Oligopolygenic complex genetic hyperlipidemias

Familial combined hyperlipidemia (FCHL)

Combined hyperlipidemia, characterized by increased serum triglyceride and/or cholesterol and decreased HDL cholesterol is the most common disorder of lipid metabolism affecting 1-2% of individuals in Western societies.

The term familial combined hyperlipidemia (FCHL) was coined by Goldstein et al. to describe a pattern of lipid abnormalities (Goldstein et al., 1973) in survivors of myocardial infarction who had raised blood cholesterol and triglyceride levels. Originally, FCHL was described as a dominant disorder with a primary effect on blood triglyceride levels, a secondary effect on cholesterol levels, and with incomplete penetrance until the third decade (Goldstein et al., 1973). However subsequent segregation analyses (Austin, 1992;

Cullen et al., 1994) and three genome-wide studies (Aouizerat et al., 1999; Naoumova et al., 2003; Pajukanta et al., 1999) have suggested a more complex inheritance pattern (Shoulders et al., 2004).

The molecular basis of FCHL is still unknown. The evidence for major genes acting on apoB, insulin and triglyceride levels in FCHL is consistent with the metabolic finding of increased production of VLDL and apoB100 (Kissebah et al., 1984; Venkatesan et al., 1993), defective catabolism of VLDL and chylomicrons (Babirak et al., 1992; Cabezas et al., 1993) and increased production of apoCIIIand insulin resistance (Aitman etal., 1997a; Dallinga-Thie etal., 1996; Ito etal., 1990).

Candidate gene approaches to identify the primary metabolic defects underlying FCHL have been largely unrewarding. Genome-wide studies in FCHL-implicated regions on chromosome 1q, 6q, 8p and 11p (Aouizerat et al.,1999; Naoumova et al., 2003; Pajukanta et al., 1999). Apo A5, a newly discovered gene involved in lipid metabolism (Pennacchio et al., 2001), was found to contribute to the transmission of FCHL in a proportion of British FCHL families (Eichenbaum-Voline et al., 2004).

EXERCISE TASKS>
1/ Print the part of the passage on familial combined hyperlipidemia starting with "Cullen et al., 1994)" and going on through "(Shoulders et al., 2004).".
2/ According to the passage on familial combined hyperlipidemia, what share of individuals in Western societies does combined hyperlipidemia affect?
3/ Go on with the passage on familial combined hyperlipidemia from the point where it stops.
The saved entries are separate material, unrelated to the passage on familial combined hyperlipidemia.

Saved entries:

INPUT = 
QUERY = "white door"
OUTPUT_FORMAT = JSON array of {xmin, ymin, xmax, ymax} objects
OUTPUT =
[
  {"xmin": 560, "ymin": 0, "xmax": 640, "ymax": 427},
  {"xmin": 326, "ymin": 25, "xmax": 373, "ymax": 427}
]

EXPECTED RESULTS>
1/
Cullen et al., 1994) and three genome-wide studies (Aouizerat et al., 1999; Naoumova et al., 2003; Pajukanta et al., 1999) have suggested a more complex inheritance pattern (Shoulders et al., 2004).

2/ It affects 1-2% of individuals in Western societies.

3/
Type III hyperlipoproteinemia (dysbetalipoproteinemia or broad p disease)

Polymorphism of the apoE gene has been detected in all populations. The most common allele in Europe is apoE3 (frequency 0.75) followed by apoE4 (0.13) and apoE2 (0.1) (Motulsky et al., 2002). ApoE3 binds with high affinity to the LDLR, whereas apoE2 has much reduced binding. About 1% of the population are homozygous for apoE2 but only 1% of these individuals will have the additional genetic or acquired factors (obesity, diabetes, hypothyroidism, FCHL, alcohol abuse) that lead to type III hyperlipidaemia. This rare disorder, which results from the presence in the circulation of large amounts of CM remnants and VLDL remnants (collectively termed b VLDL) is characterized by markedly raised serum cholesterol and triglyceride, palmar striae and tuberoeruptive xanthomata. If left untreated patients have strikingly increased risk for premature CHD and peripheral vascular disease (Mahley et al., 2001).